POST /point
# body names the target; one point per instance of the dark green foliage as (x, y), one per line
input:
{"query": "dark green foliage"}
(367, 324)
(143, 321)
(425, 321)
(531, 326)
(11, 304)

● Written instruction
Rewrite all of the lines above, keeping the request text unchanged, and multiply every coordinate in the answers by 0.4, rounding each result to the nearest whole number with halves rounded up.

● Response to this exercise
POST /point
# body names the target; one point per instance of the dark green foliage as (x, y), one per line
input:
{"query": "dark green foliage"}
(147, 130)
(57, 128)
(170, 128)
(212, 130)
(4, 122)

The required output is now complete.